[Data records start]

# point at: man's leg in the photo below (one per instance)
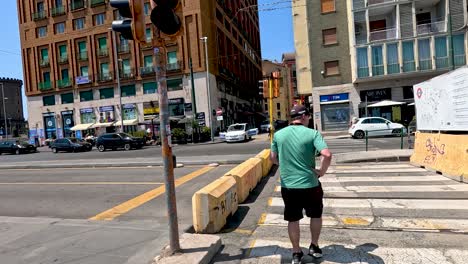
(315, 228)
(294, 235)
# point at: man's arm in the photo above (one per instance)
(325, 162)
(274, 158)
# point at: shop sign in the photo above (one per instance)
(334, 97)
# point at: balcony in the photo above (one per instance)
(173, 66)
(381, 35)
(76, 5)
(83, 56)
(145, 71)
(123, 48)
(64, 83)
(63, 59)
(39, 15)
(45, 86)
(431, 28)
(58, 11)
(105, 77)
(44, 62)
(97, 2)
(103, 52)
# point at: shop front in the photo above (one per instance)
(335, 111)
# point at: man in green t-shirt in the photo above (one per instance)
(294, 149)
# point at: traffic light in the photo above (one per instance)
(165, 18)
(132, 26)
(276, 86)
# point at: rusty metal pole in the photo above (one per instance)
(165, 136)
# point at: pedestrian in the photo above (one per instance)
(294, 149)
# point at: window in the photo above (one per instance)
(332, 68)
(149, 88)
(67, 98)
(329, 36)
(99, 19)
(328, 6)
(78, 23)
(48, 100)
(86, 96)
(106, 93)
(41, 32)
(174, 85)
(128, 90)
(60, 28)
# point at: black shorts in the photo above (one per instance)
(296, 200)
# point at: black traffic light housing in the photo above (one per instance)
(163, 16)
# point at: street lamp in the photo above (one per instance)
(205, 40)
(4, 112)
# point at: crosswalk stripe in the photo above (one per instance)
(414, 204)
(456, 225)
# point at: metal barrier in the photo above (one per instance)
(401, 134)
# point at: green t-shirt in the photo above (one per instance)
(296, 146)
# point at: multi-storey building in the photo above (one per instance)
(69, 69)
(382, 48)
(11, 107)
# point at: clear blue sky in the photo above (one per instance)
(276, 35)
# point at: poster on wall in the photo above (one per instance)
(442, 102)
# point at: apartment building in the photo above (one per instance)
(392, 45)
(71, 81)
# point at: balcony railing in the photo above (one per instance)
(386, 34)
(63, 59)
(363, 72)
(409, 66)
(123, 48)
(442, 63)
(75, 5)
(83, 55)
(425, 65)
(431, 28)
(103, 52)
(393, 68)
(105, 77)
(44, 62)
(377, 70)
(64, 83)
(58, 11)
(97, 2)
(375, 2)
(173, 66)
(144, 71)
(39, 15)
(44, 86)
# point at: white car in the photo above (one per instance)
(240, 132)
(375, 126)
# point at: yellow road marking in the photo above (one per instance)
(148, 196)
(81, 183)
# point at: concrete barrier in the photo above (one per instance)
(266, 162)
(445, 153)
(213, 204)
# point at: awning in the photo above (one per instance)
(385, 103)
(81, 127)
(131, 122)
(102, 124)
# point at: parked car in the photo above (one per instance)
(70, 144)
(375, 126)
(240, 132)
(118, 140)
(16, 147)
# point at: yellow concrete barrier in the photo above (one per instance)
(213, 204)
(245, 177)
(442, 152)
(266, 162)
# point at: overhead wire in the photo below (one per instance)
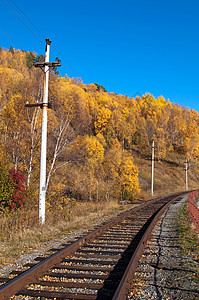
(9, 38)
(40, 34)
(22, 22)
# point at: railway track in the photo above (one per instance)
(95, 266)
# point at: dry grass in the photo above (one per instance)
(20, 233)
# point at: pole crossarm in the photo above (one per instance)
(49, 105)
(44, 105)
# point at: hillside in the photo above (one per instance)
(99, 143)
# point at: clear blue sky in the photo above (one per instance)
(128, 46)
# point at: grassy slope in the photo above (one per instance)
(169, 178)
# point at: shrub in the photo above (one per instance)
(19, 193)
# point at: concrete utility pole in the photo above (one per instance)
(45, 66)
(186, 172)
(42, 187)
(152, 167)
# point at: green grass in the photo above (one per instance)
(189, 239)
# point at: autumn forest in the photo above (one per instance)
(93, 135)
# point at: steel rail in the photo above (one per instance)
(124, 285)
(31, 275)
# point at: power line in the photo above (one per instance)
(28, 19)
(10, 38)
(65, 60)
(23, 22)
(40, 34)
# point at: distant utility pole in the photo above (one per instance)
(152, 167)
(186, 172)
(45, 66)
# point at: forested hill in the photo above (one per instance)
(95, 139)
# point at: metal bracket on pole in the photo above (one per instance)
(152, 167)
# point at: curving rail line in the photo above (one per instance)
(96, 266)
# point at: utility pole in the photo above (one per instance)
(186, 172)
(152, 167)
(45, 66)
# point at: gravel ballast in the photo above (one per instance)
(163, 272)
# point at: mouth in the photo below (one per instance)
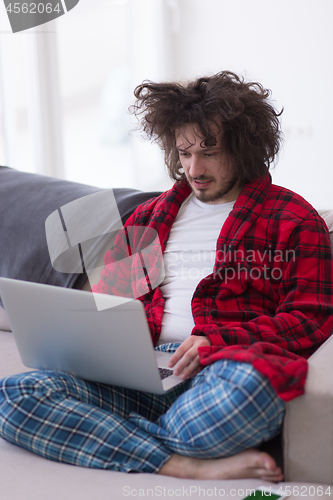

[Data records end]

• Task instructions:
Rewrite all the rows above, swapping "one per instance" for "one for each instance" wherever it occurs and leaving everything else unchanged. Omit the pictures from your answer.

• Solution for this exercise:
# point at: man's leg in the photo below (one for each instance)
(315, 228)
(294, 235)
# point at: man's arm in the photo above (one for each instance)
(325, 162)
(274, 158)
# point at: shop sign in the photo above (one for each instance)
(334, 97)
# point at: balcony in the photo above (one for each instance)
(173, 66)
(381, 35)
(76, 5)
(83, 56)
(145, 71)
(123, 48)
(64, 83)
(63, 59)
(39, 15)
(45, 86)
(431, 28)
(58, 11)
(105, 77)
(44, 62)
(97, 2)
(103, 52)
# point at: shop front in the photo above (one for each instance)
(335, 111)
# point at: man in green t-shirt in the photo above (one for each instance)
(294, 149)
# point at: traffic light in the photo above (one for each instance)
(165, 18)
(132, 26)
(276, 86)
# point at: rusty metal pole in the photo above (one for each instance)
(165, 136)
# point at: pedestrian in the photo above (one for each instance)
(294, 149)
# point at: window in the photo above (one for each instance)
(332, 68)
(149, 88)
(67, 98)
(329, 36)
(99, 19)
(328, 6)
(78, 23)
(48, 100)
(86, 96)
(106, 93)
(41, 32)
(174, 85)
(128, 90)
(60, 28)
# point at: black shorts in the photo above (one for each instance)
(296, 200)
# point at: black traffic light housing in the photo above (one for each instance)
(163, 16)
# point at: street lamp in the photo above (one for each instance)
(205, 40)
(4, 112)
# point at: crosswalk stripe in the photo above (one for each instance)
(414, 204)
(456, 225)
# point at: metal barrier in the photo above (one for each instance)
(401, 134)
# point at: green t-shirt in the photo above (one for each instance)
(296, 146)
# point at: multi-storey building in the photo above (one for each instance)
(69, 69)
(382, 48)
(11, 107)
# point at: clear blue sky in the photo above (one for each instance)
(276, 35)
# point at: poster on wall in the photo above (one for each instance)
(442, 102)
# point at: apartment building in the photo above (one for each instance)
(392, 45)
(71, 81)
# point at: balcony railing in the photo above (one for each instance)
(386, 34)
(63, 59)
(363, 72)
(409, 66)
(123, 48)
(442, 63)
(75, 5)
(83, 55)
(425, 65)
(431, 28)
(103, 52)
(393, 68)
(105, 77)
(44, 62)
(377, 70)
(64, 83)
(58, 11)
(97, 2)
(375, 2)
(173, 66)
(144, 71)
(39, 15)
(44, 86)
# point at: white car in the photo above (one for each instance)
(240, 132)
(375, 126)
# point at: yellow road marking in the photo above (one for each instance)
(148, 196)
(81, 183)
# point at: concrete barrier in the photo above (one for each instance)
(266, 162)
(445, 153)
(213, 204)
# point at: awning in the photo above (one for each instance)
(385, 103)
(81, 127)
(131, 122)
(102, 124)
# point at: parked car in the photo above (one for each instance)
(70, 144)
(375, 126)
(240, 132)
(118, 140)
(16, 147)
# point at: yellow concrete barrier in the photo above (one for each instance)
(213, 204)
(245, 177)
(442, 152)
(266, 162)
# point at: overhead wire in the photo below (one for each instance)
(9, 38)
(40, 34)
(22, 22)
# point at: railway track in the photo above (one for each instance)
(95, 266)
# point at: dry grass in the photo above (one for each instance)
(20, 233)
# point at: pole crossarm in the photo above (one for each instance)
(49, 105)
(44, 105)
# point at: hillside in the photo above (one for each instance)
(99, 143)
# point at: clear blue sky in the photo above (one for each instance)
(128, 46)
# point at: grassy slope in the photo above (one for each instance)
(169, 178)
# point at: shrub in the photo above (one for each instance)
(19, 193)
# point at: concrete utility pole in the photo above (one for each instance)
(45, 66)
(186, 172)
(42, 187)
(152, 167)
# point at: green grass in the photo above (one for each instance)
(189, 239)
# point at: autumn forest in the photo above (one for each instance)
(93, 135)
# point at: steel rail in the photo above (one for each instance)
(124, 285)
(31, 275)
# point at: power line in the photo above (one for each instance)
(28, 19)
(10, 38)
(65, 60)
(23, 22)
(40, 34)
# point at: distant utility pole in the photo above (one for each instance)
(152, 167)
(186, 172)
(45, 66)
# point at: forested hill in the photo above (one for each instance)
(95, 139)
# point at: metal bracket on pole in the photo above (one for each instance)
(152, 167)
# point at: curving rail line in the photo above (one for each instance)
(96, 266)
# point at: utility pole in the photo above (one for each instance)
(186, 172)
(152, 167)
(45, 66)
# point at: gravel ballast in the photo above (one for each instance)
(163, 272)
# point at: mouth in the photo below (one for each instance)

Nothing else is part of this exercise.